Copy out the passage on the lithium sulfur positive electrode word for word, everything from "According to a" down to "the electrode material.".

--- START OF TEXT SEGMENT ---

According to a particular subject matter, the present invention further relates to a positive electrode for a solid-state lithium sulfur electrochemical cell, comprising a current collector and an electrode material, said electrode material comprising sulfur, carbon particles and a solid sulfide electrolyte,

• • the solid electrolyte particles being, if appropriate, at least partially coated with a layer of carbon,
  • said electrode being characterized in that the solid sulfide electrolyte has an electronic conductivity greater than 10⁻¹⁰ S/cm, preferentially greater than 10⁻⁸ S/cm, in particular greater than 10⁻⁶ S/cm, and
  • such that said positive electrode comprises less than 5% by weight of carbon, with respect to the total weight of the electrode material.

The term “positive electrode” refers to the electrode where the electrons enter, and where the cations (Li+) arrive during the discharge process. The term “positive electrode” thus refers, when the battery is in discharge, to the electrode working as an anode and, when the battery is in charge, to the electrode working as a cathode, the anode being defined as the electrode where an electrochemical oxidation reaction (electron emission) takes place, whereas the cathode is the seat of the reduction.

--- END OF TEXT SEGMENT ---
--- START OF RECORDS SHOWN ---

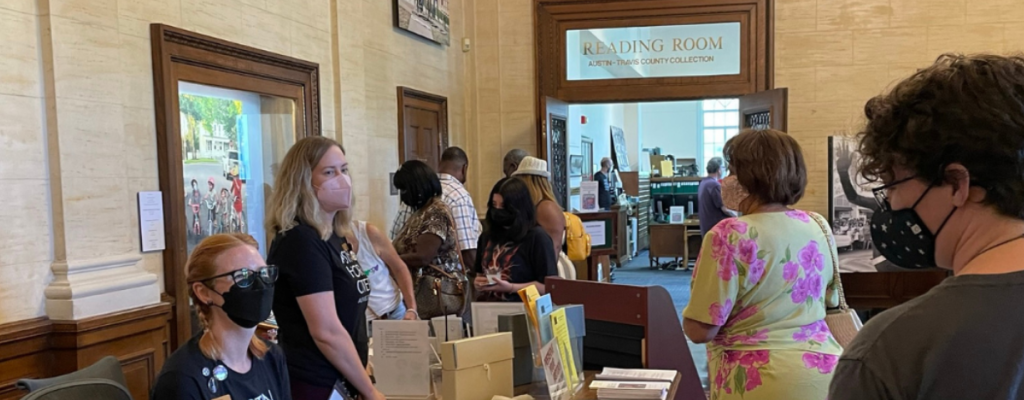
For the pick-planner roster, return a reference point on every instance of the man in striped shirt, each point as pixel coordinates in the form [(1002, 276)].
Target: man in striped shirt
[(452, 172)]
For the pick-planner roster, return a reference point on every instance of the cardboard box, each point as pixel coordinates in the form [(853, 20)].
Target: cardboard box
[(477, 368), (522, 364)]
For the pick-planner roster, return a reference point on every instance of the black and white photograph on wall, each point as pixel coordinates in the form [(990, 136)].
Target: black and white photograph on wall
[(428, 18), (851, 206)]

--- END OF RECORDS SHOWN ---
--- START OF RECORDS SHOWN ---

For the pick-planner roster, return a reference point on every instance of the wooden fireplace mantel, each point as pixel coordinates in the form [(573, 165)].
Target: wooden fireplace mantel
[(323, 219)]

--- END OF RECORDS SHOWN ---

• RIGHT ANSWER
According to a particular subject matter, the present invention further relates to a positive electrode for a solid-state lithium sulfur electrochemical cell, comprising a current collector and an electrode material, said electrode material comprising sulfur, carbon particles and a solid sulfide electrolyte,

• • the solid electrolyte particles being, if appropriate, at least partially coated with a layer of carbon,
  • said electrode being characterized in that the solid sulfide electrolyte has an electronic conductivity greater than 10⁻¹⁰ S/cm, preferentially greater than 10⁻⁸ S/cm, in particular greater than 10⁻⁶ S/cm, and
  • such that said positive electrode comprises less than 5% by weight of carbon, with respect to the total weight of the electrode material.